[Opening RECORD EXTRACTS section]

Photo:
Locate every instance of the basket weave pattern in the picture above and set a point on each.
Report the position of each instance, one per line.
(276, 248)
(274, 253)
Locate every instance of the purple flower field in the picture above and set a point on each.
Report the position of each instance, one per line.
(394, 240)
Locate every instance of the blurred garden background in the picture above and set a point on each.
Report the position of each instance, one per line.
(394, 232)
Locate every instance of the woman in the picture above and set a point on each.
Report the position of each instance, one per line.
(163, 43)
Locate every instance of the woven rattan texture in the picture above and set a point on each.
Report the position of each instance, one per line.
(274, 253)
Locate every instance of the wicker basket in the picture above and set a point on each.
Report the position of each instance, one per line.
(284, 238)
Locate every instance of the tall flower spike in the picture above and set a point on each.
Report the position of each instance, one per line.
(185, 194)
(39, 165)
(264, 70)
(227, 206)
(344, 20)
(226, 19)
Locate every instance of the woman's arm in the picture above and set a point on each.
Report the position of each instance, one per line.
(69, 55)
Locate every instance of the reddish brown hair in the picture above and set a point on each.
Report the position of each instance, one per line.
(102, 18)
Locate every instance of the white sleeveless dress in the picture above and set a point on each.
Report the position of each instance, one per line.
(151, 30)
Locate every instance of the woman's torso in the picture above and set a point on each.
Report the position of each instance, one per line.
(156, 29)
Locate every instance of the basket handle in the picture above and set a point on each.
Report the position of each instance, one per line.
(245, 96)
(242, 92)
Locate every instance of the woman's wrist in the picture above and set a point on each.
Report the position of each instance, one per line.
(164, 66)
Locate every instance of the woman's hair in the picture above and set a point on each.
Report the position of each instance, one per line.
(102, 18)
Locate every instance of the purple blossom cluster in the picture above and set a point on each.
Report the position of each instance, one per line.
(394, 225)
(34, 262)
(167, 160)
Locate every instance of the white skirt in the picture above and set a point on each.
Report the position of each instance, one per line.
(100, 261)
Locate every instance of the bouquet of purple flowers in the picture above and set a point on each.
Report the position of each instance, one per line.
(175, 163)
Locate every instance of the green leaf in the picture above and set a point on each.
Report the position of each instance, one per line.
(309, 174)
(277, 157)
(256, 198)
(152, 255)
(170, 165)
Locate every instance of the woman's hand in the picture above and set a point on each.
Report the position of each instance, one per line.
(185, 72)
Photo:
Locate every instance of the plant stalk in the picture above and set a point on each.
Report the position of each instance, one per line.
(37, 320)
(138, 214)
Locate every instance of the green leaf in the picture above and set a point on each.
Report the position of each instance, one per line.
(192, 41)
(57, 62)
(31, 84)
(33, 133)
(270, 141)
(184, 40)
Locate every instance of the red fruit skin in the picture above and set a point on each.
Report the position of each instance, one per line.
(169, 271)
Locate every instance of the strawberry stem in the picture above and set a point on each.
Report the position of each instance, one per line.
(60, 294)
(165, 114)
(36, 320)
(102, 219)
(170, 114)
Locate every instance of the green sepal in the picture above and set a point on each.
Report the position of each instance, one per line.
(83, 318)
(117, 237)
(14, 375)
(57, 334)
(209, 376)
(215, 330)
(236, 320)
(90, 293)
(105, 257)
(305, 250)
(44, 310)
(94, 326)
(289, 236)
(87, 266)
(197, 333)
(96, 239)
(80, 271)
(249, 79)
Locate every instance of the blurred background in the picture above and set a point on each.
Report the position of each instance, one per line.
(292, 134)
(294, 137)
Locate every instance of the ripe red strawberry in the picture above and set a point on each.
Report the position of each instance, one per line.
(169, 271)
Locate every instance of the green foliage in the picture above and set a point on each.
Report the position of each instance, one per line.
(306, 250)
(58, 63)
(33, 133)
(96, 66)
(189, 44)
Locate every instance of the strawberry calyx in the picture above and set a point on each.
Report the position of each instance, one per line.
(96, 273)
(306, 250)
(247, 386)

[Closing RECORD EXTRACTS section]

Each line of the records belongs in the answer, reproduced exactly.

Photo:
Locate every instance of the basket weave pattern in the picture above and set a point on each.
Report the position of each instance, one per line.
(276, 248)
(274, 253)
Locate every instance of the purple flower field in the picture above and set a point on each.
Report the position of each instance, one per line.
(394, 240)
Locate every instance of the blurred garden background in the picture above and set a point on each.
Report the position of each instance, one per line.
(394, 232)
Locate every instance of the woman in the picture above and set a point on each.
Report the position of each instance, one per line.
(163, 43)
Locate every instance of the woven rattan texture in the picture above and set a point on each.
Report the position of each instance, one per line.
(274, 253)
Locate every instance of the wicker basket in the picture above and set a point on each.
Report the position of each instance, one per line.
(284, 238)
Locate every instance of the tall flower spike in the picture above and set a point on each.
Report the position of each instance, one per line.
(185, 194)
(39, 165)
(264, 70)
(227, 206)
(344, 20)
(226, 19)
Locate every instance of the woman's arm in the picture above and set a point on each.
Report the position of each instance, one per line.
(69, 55)
Locate every instance of the reddish brown hair in the picture above and set a point on each.
Report the position of each instance, one per line.
(102, 18)
Locate every instance of the white sleeveless dress in the picture above and set a point on each.
Report the position of each instance, one per line.
(151, 30)
Locate every instance of the woman's torso in the picture above and set a point on each.
Report the position of each instance, one per line.
(156, 29)
Locate every instance of the basket handle in the picture above and set a point on each.
Report the position of each instance, one per line.
(245, 96)
(242, 92)
Locate every instance of the woman's wrist in the picture above and set a point on each.
Report the position of each instance, one per line.
(164, 66)
Locate every instance of the woman's hair in the picture above and set a point on each.
Report the position of each instance, one per line.
(102, 18)
Locate every instance of the purple blossom cluster in the picture above and set a point on each.
Report the position of each instance, one per line.
(394, 225)
(34, 262)
(167, 160)
Locate every instance of the white skirt in the picture above and set a point on each.
Report the position of each instance, one per line.
(100, 261)
Locate every instance of the bouquet of purple flowers in the picture above and set a point on each.
Report the position of each instance, one per line.
(175, 163)
Locate every instance of the green leaf in the picture above and set a point on each.
Report the position of each instance, one per line.
(309, 174)
(277, 157)
(256, 198)
(152, 255)
(170, 165)
Locate every instance of the woman's hand in the picture above and set a point on each.
Report the position of each instance, one per line.
(185, 72)
Photo:
Locate every instance of the plant stalk in the picture above and set a point on each.
Report the position of each instance, one per line.
(37, 320)
(138, 214)
Locate every instance of the green leaf in the picture above and set a point on each.
Report the position of each instance, one per line.
(192, 41)
(57, 62)
(31, 84)
(33, 133)
(270, 141)
(184, 40)
Locate every instance of the red fruit skin in the picture above and set a point on each.
Report the position of each instance, one per line.
(169, 271)
Locate every instance of the strawberry stem in the picture above and set a point on each.
Report the position of each instance, one per line.
(60, 294)
(165, 114)
(36, 320)
(102, 219)
(170, 114)
Locate every instance of the green sepal in the picture above and set a point on each.
Report the position of each instance, one per line.
(83, 318)
(117, 237)
(14, 375)
(57, 334)
(209, 376)
(215, 330)
(236, 320)
(90, 293)
(105, 257)
(305, 250)
(44, 310)
(94, 326)
(289, 236)
(87, 266)
(197, 333)
(96, 239)
(80, 271)
(249, 79)
Locate every instance of the blurred background in the picture above and set a point on each.
Report the position of each instance, one per line.
(292, 134)
(294, 137)
Locate every instance of the ripe red strawberry in the picture above and set a point on each.
Report the position of each instance, one per line.
(169, 271)
Locate every instance of the green foliage in the picture above and set a point on each.
Report the position of each instance, one per line.
(306, 250)
(58, 63)
(33, 133)
(96, 66)
(189, 44)
Locate every instance of the strawberry calyx in the picture above and set a point on each.
Report the position of each instance, one per line.
(96, 273)
(306, 250)
(247, 386)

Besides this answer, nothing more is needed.